### Tasks to carry out
1 – From the passage below on Tat.B and Tat.AG in brain microvascular endothelial cells, quote word for word the part that opens with the words containing "Canonical Pathways and" and closes with "(Supplementary Table 1).".
2 – Render this sentence from the passage below on Tat.B and Tat.AG in brain microvascular endothelial cells into Spanish: "To validate the results of our genomic experiments, we performed real-time quantitative PCR with the same RNA samples used for microarray analysis."

### Passage for review
________
Canonical Pathways and Functions Associated with Genes Differentially Expressed in Tat.B-treated Human Brain Microvascular Endothelial Cells Compared with Tat.AG-Treated Cells
Ingenuity pathways analysis showed that specific pathways likely to be activated by genes differentially expressed in Tat.B exposed HBMEC included acute phase response signaling, leukocyte extravasation signaling, chemokine signaling, IL-8, IL-6, and IL-17 signaling, immune cells communication, clathrin-mediated endocytosis signaling, and actin cytoskeleton signaling (Supplementary Figure 1). Further analysis showed that these differentially expressed genes were associated with cellular movement, cell-to-cell signaling and interaction, cellular growth and proliferation, cellular function and maintenance, and antigen presentation (Supplementary Table 1).
Validation of Differential Molecular Alterations Induced by Tat.B and Tat.AG in Human Brain Microvascular Endothelial Cells
To validate the results of our genomic experiments, we performed real-time quantitative PCR with the same RNA samples used for microarray analysis. Data for three different human donors confirmed our microarray results and showed a significant upregulation of mRNA for MMPs (MMP-3, MMP-10, and MMP-12), TGM2, and CHI32 (Figure 3), as well as complement C3 and proinflammatory chemokines (CCL5 and CXCL6) (Figure 4) in HBMEC exposed to Tat.B, compared with cells exposed to Tat.AG or untreated controls. Additional independent experiments using primary HBMEC from another (fourth) human donor confirmed these findings and showed that Tat.B significantly increased mRNA for C3, CCL5, CXCL6, CHI32, TGM2, and MMPs (MMP-3, MMP-10, and MMP-12), while Tat.AG had no effect (Supplementary Figure 2). Untreated controls, cells treated with heat-inactivated Tat.B, and cells treated with heat-inactivated Tat.AG also showed no effect (Supplementary Figure 2).
________
### Data listing
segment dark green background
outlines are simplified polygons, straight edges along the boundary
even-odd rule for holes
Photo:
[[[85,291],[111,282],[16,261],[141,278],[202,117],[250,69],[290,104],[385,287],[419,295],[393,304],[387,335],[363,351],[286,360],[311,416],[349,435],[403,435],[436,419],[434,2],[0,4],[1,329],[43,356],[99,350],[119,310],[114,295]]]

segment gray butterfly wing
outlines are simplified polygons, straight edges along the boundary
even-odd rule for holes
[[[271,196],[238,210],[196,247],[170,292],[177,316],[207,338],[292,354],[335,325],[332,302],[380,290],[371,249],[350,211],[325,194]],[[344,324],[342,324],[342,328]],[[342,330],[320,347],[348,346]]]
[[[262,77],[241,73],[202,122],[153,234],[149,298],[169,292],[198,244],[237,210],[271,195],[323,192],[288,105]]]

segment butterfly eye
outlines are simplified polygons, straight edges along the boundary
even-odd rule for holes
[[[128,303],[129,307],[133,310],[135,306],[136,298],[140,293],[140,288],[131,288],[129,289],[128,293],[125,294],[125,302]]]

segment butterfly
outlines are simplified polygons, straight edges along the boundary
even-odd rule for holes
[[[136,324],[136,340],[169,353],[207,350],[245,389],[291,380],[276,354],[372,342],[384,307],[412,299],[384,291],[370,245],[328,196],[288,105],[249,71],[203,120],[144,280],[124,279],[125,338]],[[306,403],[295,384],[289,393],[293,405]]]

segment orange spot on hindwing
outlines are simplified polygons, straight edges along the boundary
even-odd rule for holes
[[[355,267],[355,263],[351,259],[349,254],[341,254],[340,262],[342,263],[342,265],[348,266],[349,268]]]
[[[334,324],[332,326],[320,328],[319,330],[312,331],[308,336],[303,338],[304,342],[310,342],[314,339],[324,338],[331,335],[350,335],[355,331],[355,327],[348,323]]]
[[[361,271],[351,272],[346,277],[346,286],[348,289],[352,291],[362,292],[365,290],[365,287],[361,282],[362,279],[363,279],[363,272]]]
________
### Solved tasks
1 –
Canonical Pathways and Functions Associated with Genes Differentially Expressed in Tat.B-treated Human Brain Microvascular Endothelial Cells Compared with Tat.AG-Treated Cells
Ingenuity pathways analysis showed that specific pathways likely to be activated by genes differentially expressed in Tat.B exposed HBMEC included acute phase response signaling, leukocyte extravasation signaling, chemokine signaling, IL-8, IL-6, and IL-17 signaling, immune cells communication, clathrin-mediated endocytosis signaling, and actin cytoskeleton signaling (Supplementary Figure 1). Further analysis showed that these differentially expressed genes were associated with cellular movement, cell-to-cell signaling and interaction, cellular growth and proliferation, cellular function and maintenance, and antigen presentation (Supplementary Table 1).

2 – Para validar los resultados de nuestros experimentos genómicos, realizamos una PCR cuantitativa en tiempo real con las mismas muestras de ARN utilizadas para el análisis de microarreglos.